What needs to be done —
Word for word, repeat all of the entries.
○ ○ ○
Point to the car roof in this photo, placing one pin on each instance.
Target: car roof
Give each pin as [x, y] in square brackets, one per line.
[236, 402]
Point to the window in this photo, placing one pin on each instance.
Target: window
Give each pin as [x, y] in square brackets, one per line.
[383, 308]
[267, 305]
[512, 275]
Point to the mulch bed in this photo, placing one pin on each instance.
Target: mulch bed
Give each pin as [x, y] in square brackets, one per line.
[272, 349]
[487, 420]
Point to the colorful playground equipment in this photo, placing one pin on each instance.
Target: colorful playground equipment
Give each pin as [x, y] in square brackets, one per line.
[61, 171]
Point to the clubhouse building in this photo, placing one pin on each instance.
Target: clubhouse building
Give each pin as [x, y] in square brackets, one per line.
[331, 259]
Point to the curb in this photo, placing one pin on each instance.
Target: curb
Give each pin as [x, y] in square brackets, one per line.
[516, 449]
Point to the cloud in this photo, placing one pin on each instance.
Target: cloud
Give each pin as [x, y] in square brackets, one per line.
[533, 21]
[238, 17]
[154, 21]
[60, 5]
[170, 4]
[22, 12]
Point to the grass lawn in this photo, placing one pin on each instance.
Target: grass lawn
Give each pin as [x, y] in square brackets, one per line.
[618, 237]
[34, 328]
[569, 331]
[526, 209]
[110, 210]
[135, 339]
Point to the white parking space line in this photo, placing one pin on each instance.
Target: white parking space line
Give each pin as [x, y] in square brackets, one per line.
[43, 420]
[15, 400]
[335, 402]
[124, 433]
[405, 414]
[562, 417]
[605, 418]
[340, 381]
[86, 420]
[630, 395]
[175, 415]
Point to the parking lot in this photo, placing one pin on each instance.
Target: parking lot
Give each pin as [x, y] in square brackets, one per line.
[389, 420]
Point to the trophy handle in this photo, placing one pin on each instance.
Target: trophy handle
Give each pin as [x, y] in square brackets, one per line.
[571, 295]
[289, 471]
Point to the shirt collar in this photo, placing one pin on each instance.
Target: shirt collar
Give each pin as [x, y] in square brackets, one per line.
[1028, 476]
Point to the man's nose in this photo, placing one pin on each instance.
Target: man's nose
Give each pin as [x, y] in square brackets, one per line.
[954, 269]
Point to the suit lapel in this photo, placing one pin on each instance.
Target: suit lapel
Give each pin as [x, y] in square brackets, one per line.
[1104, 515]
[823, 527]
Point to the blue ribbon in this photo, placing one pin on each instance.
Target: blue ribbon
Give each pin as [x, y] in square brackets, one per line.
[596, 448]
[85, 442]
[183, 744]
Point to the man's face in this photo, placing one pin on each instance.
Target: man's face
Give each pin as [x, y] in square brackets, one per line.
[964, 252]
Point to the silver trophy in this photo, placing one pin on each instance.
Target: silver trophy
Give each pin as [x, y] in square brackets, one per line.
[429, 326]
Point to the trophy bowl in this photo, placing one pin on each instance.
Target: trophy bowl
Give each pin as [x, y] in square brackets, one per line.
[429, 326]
○ ○ ○
Written response —
Point to the car roof in this photo, placing one pin on each instance.
Target: car roof
Give each pin as [x, y] in square brackets, one per line.
[236, 402]
Point to the window in this photo, placing one pin on each instance.
Target: window
Give each pin as [x, y] in square brackets, one per line.
[383, 308]
[267, 305]
[512, 275]
Point to the mulch bed in this photo, placing one pin on each instance.
Target: mulch bed
Give each pin as [x, y] in square brackets, one per line.
[272, 349]
[487, 420]
Point to the colorful playground equipment in this photo, placing one pin on each instance.
Target: colorful playground equipment
Give each pin as [x, y] in square brackets, one per line.
[61, 171]
Point to the clubhouse building in this photo, placing one pin on each instance.
Target: clubhouse building
Give each pin as [x, y] in square brackets, one per line.
[331, 259]
Point to the curb in this photo, placing one pin on each instance.
Target: curb
Give each pin as [x, y] in square brackets, one per line.
[516, 449]
Point to the cloud in this photo, placing one pin on each instance.
Target: cloud
Give each pin as [x, y] in square brackets, one per line.
[533, 21]
[238, 17]
[154, 21]
[60, 5]
[170, 4]
[22, 12]
Point to the grass lawn in this photo, placing one pin on each instance.
Target: grass lawn
Give each pin as [x, y] in square brackets, one per line.
[618, 237]
[34, 328]
[569, 331]
[526, 209]
[110, 210]
[135, 339]
Point to the white parking space line in this photo, placing one pin on each instance.
Target: white parking space line
Give each pin as [x, y] in square brackets, one per line.
[43, 420]
[15, 400]
[335, 402]
[124, 433]
[405, 414]
[562, 417]
[605, 418]
[340, 381]
[86, 420]
[630, 395]
[175, 415]
Point to the parking lot in this photo, placing one pin on each instance.
Target: parking lot
Give each pin as [x, y] in square brackets, one per line.
[389, 420]
Point to the trophy handle in this photo, placing one pin on each instance.
Target: trophy handle
Give each pin as [x, y] in square brackets, one per line.
[571, 295]
[289, 471]
Point to the shirt collar in this photo, placing one pin on each instance.
Target: shirt collar
Give each pin as [x, y] in square brackets, one per line.
[1028, 476]
Point to the man's nose in this photo, placing one pin on each instance.
Target: man's nose
Give each pin as [x, y] in square brackets, one per line.
[954, 269]
Point to the suit lapel in this photo, placing one pin on each instance.
Target: suit lapel
Give each pin as [x, y] in square brackets, one per line.
[1104, 515]
[823, 527]
Point to the blue ribbon in this photo, placing one pin on each instance.
Target: blue ribbon
Give each pin as [x, y] in square brackets, one per line.
[596, 448]
[85, 442]
[183, 744]
Point to the man's face in this photo, placing one pin on each instance.
Target: man's face
Give each pin as [x, y] in square brackets, one per line.
[964, 252]
Point to the silver trophy in this photo, placing one pin on each instance.
Target: silver trophy
Give each pin as [x, y] in square brackets, one per line.
[429, 326]
Point to the trophy bowl in this photo, placing one pin on each instance.
Target: trophy bowl
Give each pin as [x, y] in square brackets, one per line.
[429, 326]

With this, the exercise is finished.